If there’s one thing to come out of Google I/O 2024 that really caught my eye, it’s Google’s Project Astra. In short, Astra is a new AI assistant with speech, vision, text, and memory capabilities. You can talk to it as if it were another person in the room, ask it to describe things it sees, and even ask it to remember information about those things.
During the I/O keynote announcing Astra, one of the most impressive moments happened when a person was running Astra on a phone, asking it to describe things in a room. When the person asked Astra where their glasses were, Astra quickly pointed out where they were in the room — even without being prompted earlier in the video about them.
But does Project Astra actually work like that in the real world? I got to see it in action during a quick 10-minute demo at I/O, and you know what? I’m pretty impressed.
‘That’s a good stick figure!’
Google walked us through a handful of Astra demos: Alliteration, Pictionary, Storytelling, and Free Form. They all did what you’d expect, and they were all equally impressive. For some context, the Astra demo Google showed during its I/O keynote had the AI running on a phone. In the demo I saw (which I wasn’t allowed to take photos or videos of), Astra was running on a laptop and connected to a camera plus a touchscreen display.
In the Alliteration demo, members from the Project Astra team had it “look” at random objects (with the camera pointed at a demo table). It accurately identified what it was looking at — a stuffed animal, a toy apple, and a toy hotdog — and talked in alliterations the whole time it was describing what it saw. It was all a bit goofy, but Astra knew everything it was looking at, and it did put a smile on my face.
Another fun moment happened during the Pictionary demo. Someone from the Astra team used the connected touchscreen to draw a stick figure. As she was explaining that she was drawing the stick figure first, Astra — unprompted — exclaimed, “That’s a good stick figure!” with much enthusiasm.
It was a subtle moment, but it really drove home just how different Astra is from, say, Google Assistant. No one needed to ask, “Hey Astra, what do you think about this stick figure?” It saw the stick figure, heard the Googler talk about it, and provided feedback all on its own. It was kind of jaw-dropping. From there, the Astra team member put a skull emoji on the stick figure’s outstretched hand. When asked what play the drawing was supposed to represent, Astra immediately guessed Hamlet.
Storytelling and Free Form had their moments, too. For the Storytelling demo, Astra was shown a toy crab and asked to tell a story about it. Astra started telling a detailed story about the crab walking through a beach. A fidget spinner was then placed on the table, and Astra was asked to incorporate it into the story. It did so without skipping a beat.

※

**Aim**
Write out the part of the Project Astra passage starting with "But does Project" and going on through "I’m pretty impressed.".

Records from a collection
※

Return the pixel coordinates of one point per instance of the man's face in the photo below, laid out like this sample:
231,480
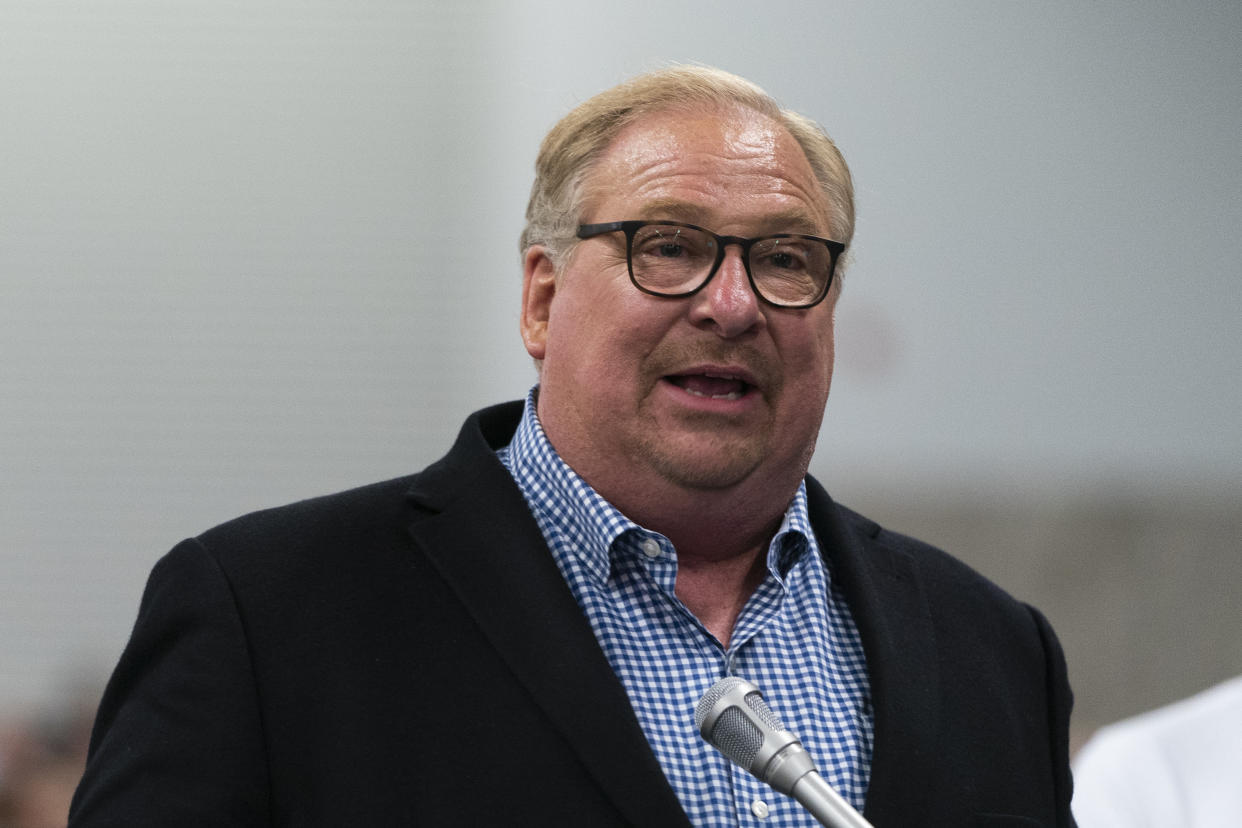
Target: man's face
702,392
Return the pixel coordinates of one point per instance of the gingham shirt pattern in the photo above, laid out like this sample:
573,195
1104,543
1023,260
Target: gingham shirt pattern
795,639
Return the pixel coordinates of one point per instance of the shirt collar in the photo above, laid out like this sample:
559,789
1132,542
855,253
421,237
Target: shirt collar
566,504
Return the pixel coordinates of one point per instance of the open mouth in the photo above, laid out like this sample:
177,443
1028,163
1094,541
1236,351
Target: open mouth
714,386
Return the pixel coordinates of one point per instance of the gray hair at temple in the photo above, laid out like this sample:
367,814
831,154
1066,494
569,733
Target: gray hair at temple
569,152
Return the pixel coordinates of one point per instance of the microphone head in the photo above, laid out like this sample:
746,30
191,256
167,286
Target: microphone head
735,720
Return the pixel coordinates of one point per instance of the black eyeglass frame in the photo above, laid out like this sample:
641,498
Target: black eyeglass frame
631,227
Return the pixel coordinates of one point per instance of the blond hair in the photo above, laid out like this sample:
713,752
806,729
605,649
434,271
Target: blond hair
570,149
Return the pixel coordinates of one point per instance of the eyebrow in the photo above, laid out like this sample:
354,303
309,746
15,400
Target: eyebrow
793,220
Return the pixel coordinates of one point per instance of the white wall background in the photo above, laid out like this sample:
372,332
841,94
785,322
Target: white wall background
257,251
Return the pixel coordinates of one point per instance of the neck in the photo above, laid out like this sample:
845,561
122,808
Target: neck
722,553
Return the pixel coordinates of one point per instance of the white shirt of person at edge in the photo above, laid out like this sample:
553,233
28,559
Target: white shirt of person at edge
1178,766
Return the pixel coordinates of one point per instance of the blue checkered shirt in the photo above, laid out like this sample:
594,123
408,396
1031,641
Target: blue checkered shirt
795,639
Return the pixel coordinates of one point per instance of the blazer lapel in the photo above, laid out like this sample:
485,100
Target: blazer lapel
485,543
886,597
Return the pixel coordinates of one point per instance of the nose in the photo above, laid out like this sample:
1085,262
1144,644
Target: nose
727,303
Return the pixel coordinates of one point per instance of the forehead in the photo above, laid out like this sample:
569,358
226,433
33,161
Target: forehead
732,170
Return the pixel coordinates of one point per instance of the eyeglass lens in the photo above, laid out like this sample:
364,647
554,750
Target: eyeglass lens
675,260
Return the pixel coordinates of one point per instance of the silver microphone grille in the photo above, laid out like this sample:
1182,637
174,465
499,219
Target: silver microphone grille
734,733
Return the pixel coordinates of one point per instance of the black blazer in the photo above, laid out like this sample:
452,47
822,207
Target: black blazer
407,653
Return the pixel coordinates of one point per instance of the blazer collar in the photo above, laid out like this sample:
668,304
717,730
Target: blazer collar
485,543
886,597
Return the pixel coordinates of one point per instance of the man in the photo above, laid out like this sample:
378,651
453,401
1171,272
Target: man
519,633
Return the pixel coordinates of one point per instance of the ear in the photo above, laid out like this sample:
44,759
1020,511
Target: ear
538,288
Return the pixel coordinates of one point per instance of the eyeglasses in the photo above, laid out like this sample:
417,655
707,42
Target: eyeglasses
670,258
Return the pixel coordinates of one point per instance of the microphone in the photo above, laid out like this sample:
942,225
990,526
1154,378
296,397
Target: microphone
735,720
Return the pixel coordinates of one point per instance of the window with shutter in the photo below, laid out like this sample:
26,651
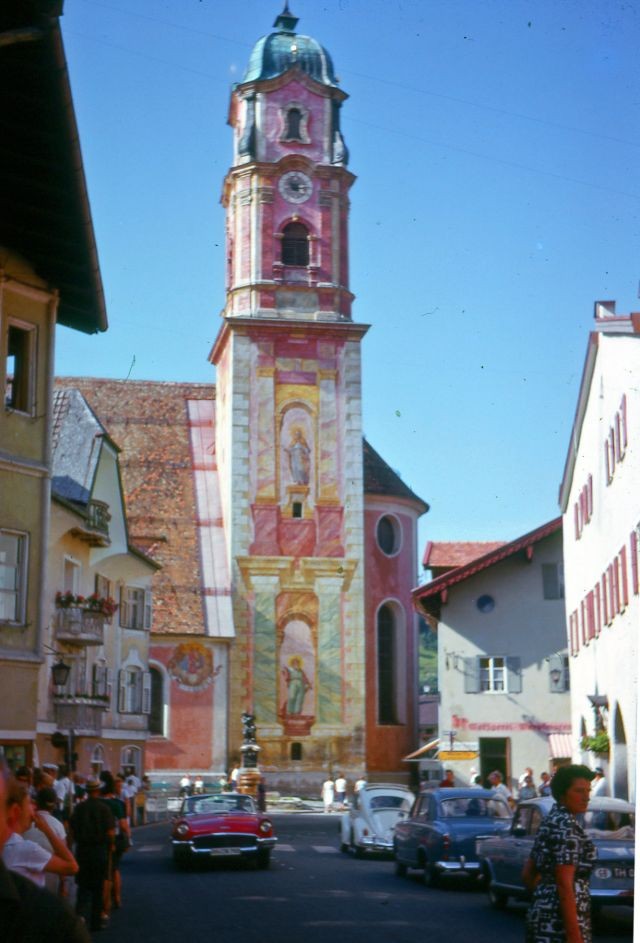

※

**Solution**
But does Project Astra actually work like that in the real world? I got to see it in action during a quick 10-minute demo at I/O, and you know what? I’m pretty impressed.